● **Selected excerpt**:
Interactive Jobs on Discovery

Use the srun command to run jobs interactively on the Discovery HPC cluster. Visit the → Slurm Commands page for more details about the srun command.

Open OnDemand

  • One of the easiest ways to launch interactive jobs is through Open OnDemand. Please refer the documentation → Interactive Desktop to launch interactive desktop through which you can have an interactive command-line shell on compute node and run interactive jobs.

  • This will launch an interactive xfce session on the compute node and it’s highly recommended over the next method Interactive Shell on Compute Nodes Using Command Line which is discussed below.

Interactive Shell on Compute Nodes Using Command Line

To launch interactive shell on compute nodes using the command line, it’s recommended to use tmux and create a session first. If you accidentally quit your terminal or the connection to the discovery is lost, the changes or work you have done can be retrieved back again using tmux. Hence, first create a session using tmux and then run commands to launch interactive shell on compute nodes. To create/attach to a session using Tmux, please refer the following documentation → Tmux.

  • Use the srun command to run jobs interactively on the Discovery HPC cluster. Visit the → Slurm Commands page for more details about the srun command.

  • srun can also be used to run a login shell on the compute nodes which enables to run commands interactively. Consider the below example.

    srun -n 1 -c 2 --mem-per-cpu 5g  -p normal -t 01:00:00 --pty /bin/bash
  • Break down the parts of the command into a table format.

    Flags

    Alt

    Description

    -c

    --cpus-per-task

    The number of cpus to be used per task.

    --mem-per-cpu

    N/A

    The amount of RAM per CPU.

    -p

    --partition

    The partition to use.

    -t

    --time

    The execution wall time

    --pty

    /bin/bash

    The pseudoterminal (/bin/bash)

  • The command above simply means that you want to run a login shell (/bin/bash) on the compute nodes. When the command is executed, you’ll automatically get an interactive session on one of the compute nodes after which you can then run your commands interactively. You are also put into the working directory from which you ran the launched session.

● **Extracted material**:
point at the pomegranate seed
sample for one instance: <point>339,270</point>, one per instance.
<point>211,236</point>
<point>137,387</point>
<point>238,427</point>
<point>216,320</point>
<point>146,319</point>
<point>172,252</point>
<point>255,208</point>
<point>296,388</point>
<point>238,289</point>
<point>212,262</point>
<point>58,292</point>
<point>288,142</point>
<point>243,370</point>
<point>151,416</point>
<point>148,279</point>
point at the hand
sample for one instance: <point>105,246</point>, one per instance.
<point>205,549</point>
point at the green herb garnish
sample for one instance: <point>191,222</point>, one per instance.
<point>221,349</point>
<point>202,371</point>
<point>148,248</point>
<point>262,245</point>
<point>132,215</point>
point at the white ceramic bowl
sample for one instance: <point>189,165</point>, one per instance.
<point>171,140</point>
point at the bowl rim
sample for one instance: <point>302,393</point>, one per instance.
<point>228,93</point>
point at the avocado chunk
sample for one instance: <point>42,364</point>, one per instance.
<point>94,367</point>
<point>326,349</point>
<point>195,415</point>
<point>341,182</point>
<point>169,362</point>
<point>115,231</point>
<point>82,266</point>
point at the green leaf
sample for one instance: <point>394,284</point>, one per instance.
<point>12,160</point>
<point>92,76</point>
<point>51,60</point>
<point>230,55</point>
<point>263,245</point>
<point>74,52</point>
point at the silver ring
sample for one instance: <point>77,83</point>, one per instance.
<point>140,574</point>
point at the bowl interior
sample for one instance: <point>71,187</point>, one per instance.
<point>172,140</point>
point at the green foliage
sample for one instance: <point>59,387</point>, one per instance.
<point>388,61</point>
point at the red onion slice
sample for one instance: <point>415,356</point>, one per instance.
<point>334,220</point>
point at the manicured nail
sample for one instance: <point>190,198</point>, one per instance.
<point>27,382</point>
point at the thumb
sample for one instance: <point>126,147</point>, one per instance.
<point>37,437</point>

● **Problems**:
(1) In the page on interactive jobs on Discovery, which tool should you use to create a session before launching an interactive shell on compute nodes from the command line?
(2) From the records, extract the lines running from the line with "point at the bowl interior" to the line with "<point>388,61</point>", both included.

● **Exercise results**:
(1) Tmux.

(2)
point at the bowl interior
sample for one instance: <point>71,187</point>, one per instance.
<point>172,140</point>
point at the green foliage
sample for one instance: <point>59,387</point>, one per instance.
<point>388,61</point>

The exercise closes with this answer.